## BEGIN Dataset excerpts
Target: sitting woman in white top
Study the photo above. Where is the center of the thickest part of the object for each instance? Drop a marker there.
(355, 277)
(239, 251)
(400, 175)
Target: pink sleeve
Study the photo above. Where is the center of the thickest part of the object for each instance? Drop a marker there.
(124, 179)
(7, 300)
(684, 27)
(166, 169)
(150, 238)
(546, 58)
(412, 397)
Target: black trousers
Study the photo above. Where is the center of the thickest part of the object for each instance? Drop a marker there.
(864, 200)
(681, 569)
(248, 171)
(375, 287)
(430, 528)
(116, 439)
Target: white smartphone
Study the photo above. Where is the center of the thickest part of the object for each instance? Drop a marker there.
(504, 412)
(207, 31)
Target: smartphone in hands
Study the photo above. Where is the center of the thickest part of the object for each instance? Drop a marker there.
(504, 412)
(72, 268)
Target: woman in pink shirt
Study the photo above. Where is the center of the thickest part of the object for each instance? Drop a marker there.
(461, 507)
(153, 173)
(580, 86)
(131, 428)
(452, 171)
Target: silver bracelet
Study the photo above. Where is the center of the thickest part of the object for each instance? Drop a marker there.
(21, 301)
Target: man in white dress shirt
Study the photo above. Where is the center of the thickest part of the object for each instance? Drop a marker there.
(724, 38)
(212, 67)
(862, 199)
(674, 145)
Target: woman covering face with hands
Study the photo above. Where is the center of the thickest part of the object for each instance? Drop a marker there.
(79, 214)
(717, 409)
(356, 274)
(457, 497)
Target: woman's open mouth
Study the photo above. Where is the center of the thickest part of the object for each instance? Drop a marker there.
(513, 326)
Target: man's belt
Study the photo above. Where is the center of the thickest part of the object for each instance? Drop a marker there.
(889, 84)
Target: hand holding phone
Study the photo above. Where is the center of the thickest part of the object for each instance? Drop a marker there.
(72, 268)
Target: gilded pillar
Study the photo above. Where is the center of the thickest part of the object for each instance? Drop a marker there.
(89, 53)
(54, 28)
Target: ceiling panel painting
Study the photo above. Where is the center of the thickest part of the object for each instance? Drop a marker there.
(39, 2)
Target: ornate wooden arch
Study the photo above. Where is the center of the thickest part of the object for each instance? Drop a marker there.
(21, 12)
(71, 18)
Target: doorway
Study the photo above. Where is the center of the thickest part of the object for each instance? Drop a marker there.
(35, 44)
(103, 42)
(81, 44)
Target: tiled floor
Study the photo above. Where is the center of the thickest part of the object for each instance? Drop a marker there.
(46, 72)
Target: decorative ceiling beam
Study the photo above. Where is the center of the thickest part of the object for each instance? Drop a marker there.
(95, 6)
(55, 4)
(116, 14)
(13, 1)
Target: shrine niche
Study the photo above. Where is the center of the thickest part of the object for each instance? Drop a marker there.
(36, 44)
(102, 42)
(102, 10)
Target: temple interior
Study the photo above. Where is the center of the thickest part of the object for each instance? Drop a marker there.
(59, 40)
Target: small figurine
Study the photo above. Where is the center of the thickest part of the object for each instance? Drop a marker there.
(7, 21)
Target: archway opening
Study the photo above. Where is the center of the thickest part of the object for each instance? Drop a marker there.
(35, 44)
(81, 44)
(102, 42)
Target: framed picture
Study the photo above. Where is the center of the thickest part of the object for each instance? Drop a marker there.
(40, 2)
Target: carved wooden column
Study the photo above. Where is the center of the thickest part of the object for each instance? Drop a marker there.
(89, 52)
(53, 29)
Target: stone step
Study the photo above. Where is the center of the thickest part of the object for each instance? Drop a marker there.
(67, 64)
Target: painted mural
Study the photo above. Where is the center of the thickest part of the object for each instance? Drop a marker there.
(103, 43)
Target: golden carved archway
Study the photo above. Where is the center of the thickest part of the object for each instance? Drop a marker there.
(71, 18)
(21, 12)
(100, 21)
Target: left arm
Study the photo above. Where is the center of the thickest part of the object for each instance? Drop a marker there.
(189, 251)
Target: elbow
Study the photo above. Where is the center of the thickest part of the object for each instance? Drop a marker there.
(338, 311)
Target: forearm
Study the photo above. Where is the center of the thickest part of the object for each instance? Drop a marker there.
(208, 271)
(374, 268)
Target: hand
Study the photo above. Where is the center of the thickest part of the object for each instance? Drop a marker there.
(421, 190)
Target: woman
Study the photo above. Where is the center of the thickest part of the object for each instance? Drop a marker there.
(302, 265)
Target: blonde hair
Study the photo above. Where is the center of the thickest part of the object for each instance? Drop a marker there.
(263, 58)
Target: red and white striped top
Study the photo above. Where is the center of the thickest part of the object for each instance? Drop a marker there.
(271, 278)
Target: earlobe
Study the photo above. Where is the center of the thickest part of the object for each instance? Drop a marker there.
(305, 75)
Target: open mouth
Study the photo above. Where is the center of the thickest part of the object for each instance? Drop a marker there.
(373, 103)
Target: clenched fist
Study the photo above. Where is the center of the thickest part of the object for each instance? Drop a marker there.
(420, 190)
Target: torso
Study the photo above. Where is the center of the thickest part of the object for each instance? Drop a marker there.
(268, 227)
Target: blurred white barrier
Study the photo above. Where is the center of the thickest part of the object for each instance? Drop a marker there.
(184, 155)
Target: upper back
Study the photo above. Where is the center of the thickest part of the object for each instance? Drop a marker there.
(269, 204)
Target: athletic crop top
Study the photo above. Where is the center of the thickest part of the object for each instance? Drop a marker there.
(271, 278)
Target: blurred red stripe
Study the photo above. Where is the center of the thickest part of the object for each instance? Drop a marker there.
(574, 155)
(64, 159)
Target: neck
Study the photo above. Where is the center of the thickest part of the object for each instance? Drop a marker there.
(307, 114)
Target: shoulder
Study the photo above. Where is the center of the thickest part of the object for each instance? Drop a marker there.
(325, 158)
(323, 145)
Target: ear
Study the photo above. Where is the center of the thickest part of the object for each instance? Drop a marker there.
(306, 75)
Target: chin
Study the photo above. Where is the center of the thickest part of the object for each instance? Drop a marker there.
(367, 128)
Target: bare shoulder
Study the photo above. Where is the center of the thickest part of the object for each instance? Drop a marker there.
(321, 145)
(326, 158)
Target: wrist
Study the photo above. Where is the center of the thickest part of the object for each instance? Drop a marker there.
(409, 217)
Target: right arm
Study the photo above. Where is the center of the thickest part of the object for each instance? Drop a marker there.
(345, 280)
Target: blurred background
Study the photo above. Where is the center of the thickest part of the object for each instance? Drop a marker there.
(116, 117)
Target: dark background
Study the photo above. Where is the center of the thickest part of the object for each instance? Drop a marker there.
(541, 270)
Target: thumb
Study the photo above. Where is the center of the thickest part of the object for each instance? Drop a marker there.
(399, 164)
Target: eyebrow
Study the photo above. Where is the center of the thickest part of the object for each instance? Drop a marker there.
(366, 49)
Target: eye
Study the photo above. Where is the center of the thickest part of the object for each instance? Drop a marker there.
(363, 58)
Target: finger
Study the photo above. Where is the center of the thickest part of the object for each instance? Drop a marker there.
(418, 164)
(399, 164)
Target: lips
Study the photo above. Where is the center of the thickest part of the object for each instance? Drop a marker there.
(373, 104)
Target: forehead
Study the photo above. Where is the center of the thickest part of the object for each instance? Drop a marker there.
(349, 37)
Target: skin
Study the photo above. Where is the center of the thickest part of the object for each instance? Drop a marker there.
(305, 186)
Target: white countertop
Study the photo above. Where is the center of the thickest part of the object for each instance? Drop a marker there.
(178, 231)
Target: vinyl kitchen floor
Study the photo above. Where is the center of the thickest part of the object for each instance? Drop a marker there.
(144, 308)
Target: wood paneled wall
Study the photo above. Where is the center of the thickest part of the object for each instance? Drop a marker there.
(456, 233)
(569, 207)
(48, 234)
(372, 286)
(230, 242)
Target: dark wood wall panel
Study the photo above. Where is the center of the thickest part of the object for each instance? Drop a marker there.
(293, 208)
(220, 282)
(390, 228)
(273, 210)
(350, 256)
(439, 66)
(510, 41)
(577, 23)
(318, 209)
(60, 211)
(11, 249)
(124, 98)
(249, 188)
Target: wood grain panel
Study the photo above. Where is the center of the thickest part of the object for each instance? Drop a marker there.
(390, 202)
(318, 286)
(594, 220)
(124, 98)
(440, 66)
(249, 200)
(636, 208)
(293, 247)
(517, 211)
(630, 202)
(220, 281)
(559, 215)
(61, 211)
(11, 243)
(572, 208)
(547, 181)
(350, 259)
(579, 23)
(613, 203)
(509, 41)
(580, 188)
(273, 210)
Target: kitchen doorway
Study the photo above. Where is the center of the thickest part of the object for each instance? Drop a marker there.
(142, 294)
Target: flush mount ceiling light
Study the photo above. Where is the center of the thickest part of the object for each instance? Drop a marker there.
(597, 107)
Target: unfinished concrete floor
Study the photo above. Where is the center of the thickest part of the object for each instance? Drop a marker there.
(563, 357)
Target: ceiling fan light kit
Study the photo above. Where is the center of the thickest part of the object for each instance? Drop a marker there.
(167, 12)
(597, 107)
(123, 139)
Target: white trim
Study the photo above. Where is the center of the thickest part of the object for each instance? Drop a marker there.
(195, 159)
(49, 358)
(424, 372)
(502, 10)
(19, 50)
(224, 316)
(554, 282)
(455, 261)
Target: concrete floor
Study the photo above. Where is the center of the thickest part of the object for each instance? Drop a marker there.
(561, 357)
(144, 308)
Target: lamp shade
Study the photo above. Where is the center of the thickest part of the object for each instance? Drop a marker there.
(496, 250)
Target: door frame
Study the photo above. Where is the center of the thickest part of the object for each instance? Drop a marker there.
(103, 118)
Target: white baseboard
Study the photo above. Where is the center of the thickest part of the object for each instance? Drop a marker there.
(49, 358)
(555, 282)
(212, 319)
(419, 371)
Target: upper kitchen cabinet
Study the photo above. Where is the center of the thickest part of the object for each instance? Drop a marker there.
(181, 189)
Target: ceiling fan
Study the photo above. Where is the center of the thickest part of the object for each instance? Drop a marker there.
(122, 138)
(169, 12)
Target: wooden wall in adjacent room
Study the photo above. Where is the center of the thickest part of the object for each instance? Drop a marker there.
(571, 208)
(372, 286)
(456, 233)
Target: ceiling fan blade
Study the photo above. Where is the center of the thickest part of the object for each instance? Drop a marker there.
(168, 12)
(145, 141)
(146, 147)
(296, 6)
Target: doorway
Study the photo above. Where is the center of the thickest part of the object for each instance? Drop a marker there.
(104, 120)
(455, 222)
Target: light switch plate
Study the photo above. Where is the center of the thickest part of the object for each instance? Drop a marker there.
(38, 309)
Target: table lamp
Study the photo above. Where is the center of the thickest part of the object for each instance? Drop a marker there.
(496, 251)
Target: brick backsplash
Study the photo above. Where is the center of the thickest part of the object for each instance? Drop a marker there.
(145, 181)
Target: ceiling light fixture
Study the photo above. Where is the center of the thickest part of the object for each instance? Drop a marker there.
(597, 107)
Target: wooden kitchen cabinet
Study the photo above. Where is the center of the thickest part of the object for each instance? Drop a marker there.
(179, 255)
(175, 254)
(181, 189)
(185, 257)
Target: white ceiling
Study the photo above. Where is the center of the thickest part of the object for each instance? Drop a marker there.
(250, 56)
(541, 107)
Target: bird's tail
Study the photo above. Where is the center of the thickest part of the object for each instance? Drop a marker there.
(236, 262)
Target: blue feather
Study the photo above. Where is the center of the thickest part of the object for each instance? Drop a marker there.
## END Dataset excerpts
- _Set problem_
Output the lines from the line containing "Target: light switch plate" to the end, both included; add nothing.

- _Task output_
Target: light switch plate
Study the photo above. Where is the center of the thickest part of the object for each instance? Drop a marker there.
(38, 309)
Target: table lamp
Study the photo above. Where is the center of the thickest part of the object for each instance? Drop a marker there.
(496, 251)
Target: brick backsplash
Study the photo above. Where is the center of the thickest part of the object for each instance? Drop a marker there.
(145, 181)
Target: ceiling light fixture
Study the photo above. Where is the center of the thickest part of the object for each instance? Drop a marker there.
(597, 107)
Target: wooden kitchen cabinet
Study the photo above. Where is the center of the thickest part of the object for each instance? Drop a marker there.
(179, 255)
(175, 254)
(181, 189)
(185, 257)
Target: white ceiling
Study the photo above. Where is the center of the thickest part of the object for each instance? Drop a marker there.
(250, 56)
(541, 107)
Target: bird's tail
Study the photo above. Where is the center of the thickest part of the object for each instance? Drop a marker there.
(236, 262)
Target: blue feather
Study the photo above. Where is the center of the thickest part of the object for each instance? Drop a marker there.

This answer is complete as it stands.